STUDY TEXT
++++++++++++++++++++

The weighted average number of shares in issue and to be
issued if calculating the diluted loss per share would amount
to 7,200,975,826 (2022: 6,355,967,563).
The diluted loss per share and the basic loss per share
are recorded as the same amount, as conversion of share
options decreases the basic loss per share, thus being anti-dilutive.
6. Plant and equipment
Unaudited Audited
30 June 31
2023 December
2022
GBP'000 GBP'000
6.1 Cost
Balance at beginning of period 67 67
Exchange differences - -
---------- ----------
At end of period 67 67
---------- ----------
6.2 Depreciation
Balance at beginning of period 65 65
Charge for the period - -
At end of period 65 65
---------- ----------
Net book value at end of period 2 2
========== ==========
7. Investments
Unaudited Audited
30 31
June December
2023 2022
GBP'000 GBP'000
Investments under fair value through
profit and loss (note 7.1) 2,182 2,182
Debt instruments under fair value through
profit and loss (note 7.2) 78 78
2,260 2,260
========== ==========
7.1 Investments
On 13 September 2021 the Company, entered into a conditional
agreement with IDM Mankayan Pty Ltd ("IDM Mankayan"), a company
incorporated in Australia, to take the Mankayan Project in
the Philippines forward (the "IDM Mankayan Agreement"). The
IDM Mankayan Agreement completed on 20 October 2021 and the
Company paid A$90,000 (GBP49K)_to IDM Mankayan and owns 44
IDM Mankayan shares (the "IDM Mankayan Investment") of the
160 shares issued by IDM Mankayan but has no management control
over or right to appoint directors of IDM Mankayan which is
why the IDM Mankayan Investment is held as an equity investment
under IFRS 9. The Mankayan project's MPSA was originally issued
for a standard 25 year period, which expired on 11 November
2021, and as announced by the Company on 18 March 2022 has
been renewed for a second 25 year term with effect from 12
November 2021.
On 26 October 2022 the Company entered into a conditional share
purchase agreement with IDM International Ltd ("IDM International")
the parent company of IDM Mankayan to sell the IDM Mankayan
Investment for 19,381,054 fully paid ordinary shares of IDM
International (the "IDM International SPA"). The IDM International
SPA was conditional on approval of the IDM International SPA
by the shareholders of IDM International and completed during
the period on 27 March 2023.
7.2 On 26 October 2022 the Company entered into a convertible loan
note agreement with IDM International to invest A$137,500 (GBP
78K) in IDM International to acquire 137,500 notes (the "IDM
International Convertible Loan Note Investment"). The Company
has the right to convert the whole but not part of the face
value of each Note into IDM International Shares at A$0.20
at any time (and as many times) prior to the Maturity Date
which is 11 November 2026. As at 30 June 2023, the fair value
of the debt instrument was GBP78k and no unrealised gain/loss
was recognised.

++++++++++++++++++++

RECORD SET
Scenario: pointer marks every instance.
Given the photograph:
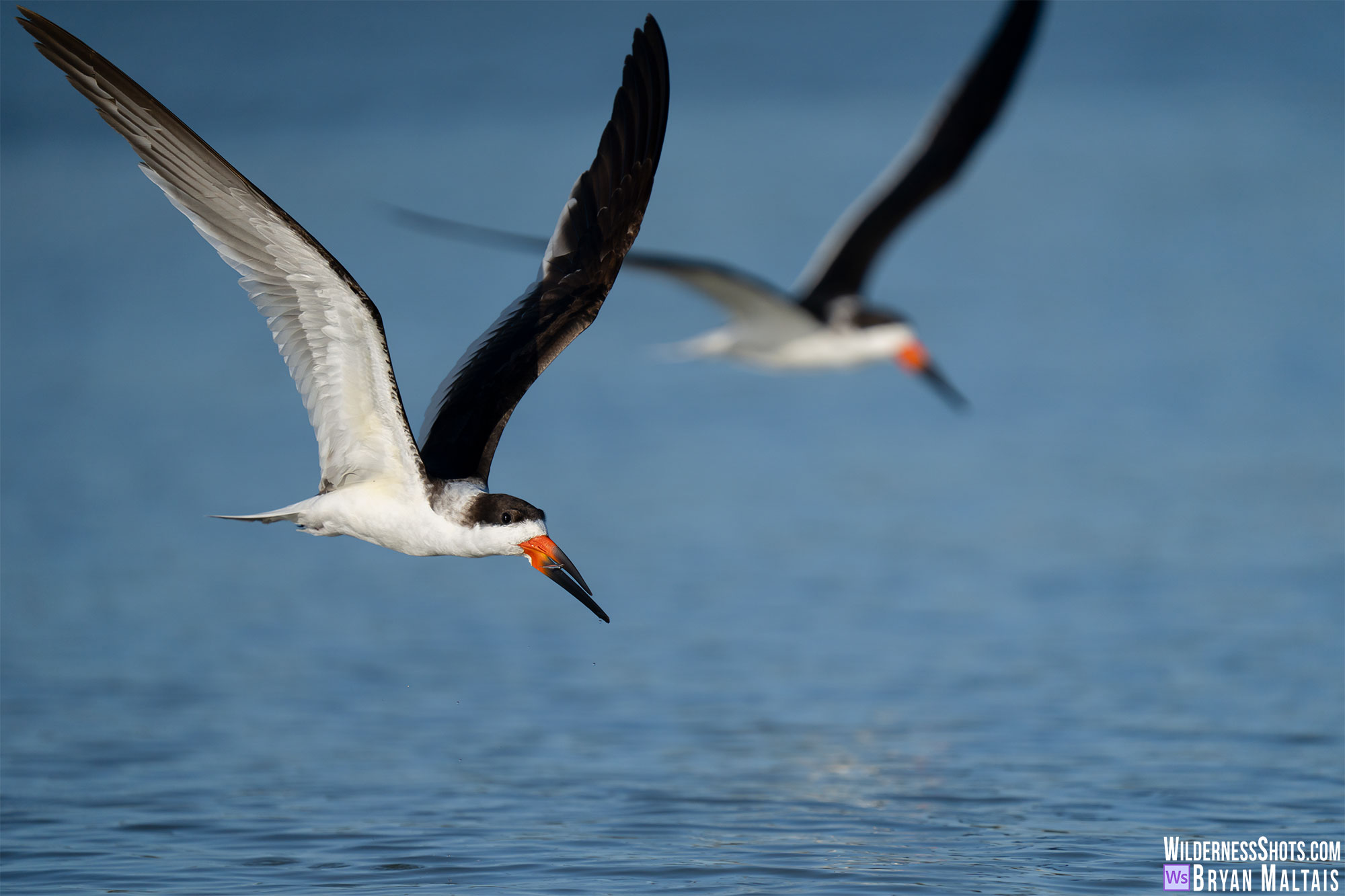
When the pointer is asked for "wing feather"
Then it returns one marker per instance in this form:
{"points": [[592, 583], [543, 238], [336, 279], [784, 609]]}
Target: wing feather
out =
{"points": [[328, 330], [739, 292], [583, 257], [844, 259]]}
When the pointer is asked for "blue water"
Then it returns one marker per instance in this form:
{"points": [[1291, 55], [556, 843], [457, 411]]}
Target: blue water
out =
{"points": [[859, 643]]}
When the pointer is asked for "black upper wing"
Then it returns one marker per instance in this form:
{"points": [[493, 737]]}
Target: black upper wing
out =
{"points": [[843, 261], [597, 228]]}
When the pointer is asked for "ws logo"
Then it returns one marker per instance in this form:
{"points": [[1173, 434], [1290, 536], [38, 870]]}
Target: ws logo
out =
{"points": [[1176, 876]]}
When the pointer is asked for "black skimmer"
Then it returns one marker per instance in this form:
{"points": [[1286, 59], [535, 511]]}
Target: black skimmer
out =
{"points": [[827, 322], [376, 483]]}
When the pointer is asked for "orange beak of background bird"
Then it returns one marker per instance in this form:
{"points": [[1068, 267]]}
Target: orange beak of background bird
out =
{"points": [[917, 360], [549, 560]]}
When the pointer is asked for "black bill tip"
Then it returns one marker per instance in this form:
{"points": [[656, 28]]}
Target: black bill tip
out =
{"points": [[562, 569], [946, 389]]}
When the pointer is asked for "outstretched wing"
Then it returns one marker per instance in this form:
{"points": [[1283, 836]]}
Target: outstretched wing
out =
{"points": [[740, 294], [843, 261], [328, 329], [595, 231]]}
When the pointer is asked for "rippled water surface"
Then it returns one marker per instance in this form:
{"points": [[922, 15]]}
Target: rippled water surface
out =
{"points": [[859, 643]]}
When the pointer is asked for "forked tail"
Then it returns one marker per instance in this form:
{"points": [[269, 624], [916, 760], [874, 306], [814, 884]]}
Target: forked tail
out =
{"points": [[284, 514]]}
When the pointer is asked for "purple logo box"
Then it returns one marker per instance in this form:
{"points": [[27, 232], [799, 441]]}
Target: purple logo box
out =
{"points": [[1176, 876]]}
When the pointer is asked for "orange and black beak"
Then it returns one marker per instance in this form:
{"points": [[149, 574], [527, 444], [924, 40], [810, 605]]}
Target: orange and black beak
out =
{"points": [[917, 360], [549, 560]]}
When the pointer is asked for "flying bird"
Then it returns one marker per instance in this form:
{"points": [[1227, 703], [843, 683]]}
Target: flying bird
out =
{"points": [[376, 482], [827, 322]]}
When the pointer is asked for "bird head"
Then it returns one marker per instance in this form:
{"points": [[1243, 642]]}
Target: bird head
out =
{"points": [[510, 525]]}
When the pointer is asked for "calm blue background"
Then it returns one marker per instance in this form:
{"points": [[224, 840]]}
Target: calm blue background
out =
{"points": [[860, 643]]}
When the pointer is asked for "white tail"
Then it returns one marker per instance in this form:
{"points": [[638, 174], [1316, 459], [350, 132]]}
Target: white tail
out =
{"points": [[287, 514]]}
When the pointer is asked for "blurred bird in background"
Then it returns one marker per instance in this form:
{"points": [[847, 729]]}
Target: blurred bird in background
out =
{"points": [[825, 321]]}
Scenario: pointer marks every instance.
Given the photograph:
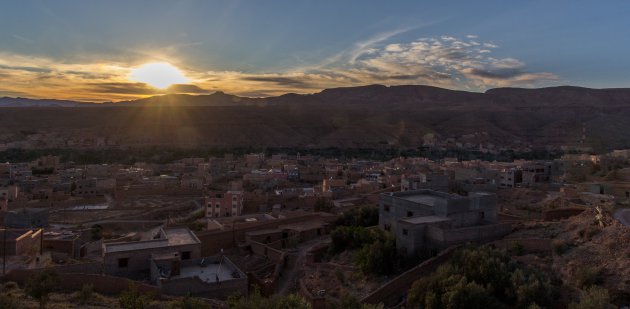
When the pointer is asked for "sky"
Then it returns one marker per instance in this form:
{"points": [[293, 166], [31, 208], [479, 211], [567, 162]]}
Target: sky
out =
{"points": [[95, 50]]}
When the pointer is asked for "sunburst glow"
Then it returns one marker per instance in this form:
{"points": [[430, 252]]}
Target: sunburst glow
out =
{"points": [[158, 74]]}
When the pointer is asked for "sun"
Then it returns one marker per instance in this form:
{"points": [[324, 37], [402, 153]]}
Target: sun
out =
{"points": [[160, 75]]}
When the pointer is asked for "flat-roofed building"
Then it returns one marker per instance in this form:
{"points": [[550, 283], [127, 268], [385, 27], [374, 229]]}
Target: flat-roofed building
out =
{"points": [[224, 204], [132, 259], [211, 277], [429, 220]]}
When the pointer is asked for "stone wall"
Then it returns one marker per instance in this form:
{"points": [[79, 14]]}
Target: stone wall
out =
{"points": [[393, 291], [74, 281], [561, 213], [529, 245]]}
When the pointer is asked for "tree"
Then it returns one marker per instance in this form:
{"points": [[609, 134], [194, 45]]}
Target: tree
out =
{"points": [[482, 278], [190, 302], [41, 285], [593, 298], [379, 257], [256, 301]]}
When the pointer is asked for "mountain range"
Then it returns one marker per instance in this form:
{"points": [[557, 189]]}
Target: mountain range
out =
{"points": [[366, 116]]}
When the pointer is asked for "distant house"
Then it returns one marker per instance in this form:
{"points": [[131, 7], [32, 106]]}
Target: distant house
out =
{"points": [[432, 220], [433, 181], [211, 277], [21, 242], [26, 218], [224, 204]]}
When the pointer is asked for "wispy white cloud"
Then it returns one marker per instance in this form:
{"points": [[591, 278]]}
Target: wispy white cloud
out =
{"points": [[443, 61]]}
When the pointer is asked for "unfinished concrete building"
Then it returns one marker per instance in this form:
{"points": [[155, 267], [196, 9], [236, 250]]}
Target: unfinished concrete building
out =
{"points": [[432, 220]]}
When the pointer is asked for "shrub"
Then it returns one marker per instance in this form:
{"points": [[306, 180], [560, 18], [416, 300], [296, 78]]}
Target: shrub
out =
{"points": [[588, 275], [86, 293], [593, 297], [516, 248], [10, 302], [41, 285], [482, 278], [559, 246], [132, 298]]}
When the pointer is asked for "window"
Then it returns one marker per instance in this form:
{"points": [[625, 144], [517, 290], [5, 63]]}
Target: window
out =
{"points": [[123, 262]]}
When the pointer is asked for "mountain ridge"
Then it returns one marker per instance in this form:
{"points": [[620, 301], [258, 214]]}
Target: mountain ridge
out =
{"points": [[392, 96]]}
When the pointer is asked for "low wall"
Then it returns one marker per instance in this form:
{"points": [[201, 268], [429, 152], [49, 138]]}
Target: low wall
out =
{"points": [[561, 213], [74, 282], [213, 241], [392, 291], [196, 287], [529, 245], [317, 302]]}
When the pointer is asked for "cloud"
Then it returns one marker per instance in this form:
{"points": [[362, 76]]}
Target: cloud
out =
{"points": [[443, 61], [122, 88], [185, 88], [284, 81]]}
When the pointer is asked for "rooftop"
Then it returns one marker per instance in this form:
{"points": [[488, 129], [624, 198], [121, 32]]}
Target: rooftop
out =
{"points": [[180, 236], [210, 272], [424, 219], [174, 237]]}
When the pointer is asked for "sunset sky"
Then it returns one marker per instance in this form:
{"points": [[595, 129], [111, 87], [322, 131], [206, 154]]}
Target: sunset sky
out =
{"points": [[117, 50]]}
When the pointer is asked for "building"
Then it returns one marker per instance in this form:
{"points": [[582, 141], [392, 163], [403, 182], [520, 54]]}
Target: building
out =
{"points": [[433, 181], [431, 220], [210, 277], [21, 242], [26, 218], [224, 204], [510, 178], [133, 259]]}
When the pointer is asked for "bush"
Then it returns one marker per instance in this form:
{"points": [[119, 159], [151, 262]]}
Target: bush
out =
{"points": [[256, 301], [379, 257], [482, 278], [85, 295], [10, 302], [516, 248], [132, 298], [593, 297], [588, 275], [189, 302], [365, 216], [351, 238], [41, 285], [559, 247]]}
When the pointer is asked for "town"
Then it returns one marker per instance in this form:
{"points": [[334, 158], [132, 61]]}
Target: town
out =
{"points": [[335, 231]]}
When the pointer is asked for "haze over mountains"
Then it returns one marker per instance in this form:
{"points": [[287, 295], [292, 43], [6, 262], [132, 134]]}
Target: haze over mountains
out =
{"points": [[368, 116], [378, 95]]}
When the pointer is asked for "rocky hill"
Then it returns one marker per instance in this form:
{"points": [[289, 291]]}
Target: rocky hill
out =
{"points": [[367, 116]]}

++++++++++++++++++++

WHAT THE TASK ASKS
In the financial statement notes, at what price can the Company convert the face value of each note into IDM International shares?

RESPONSE TO THE TASK
A$0.20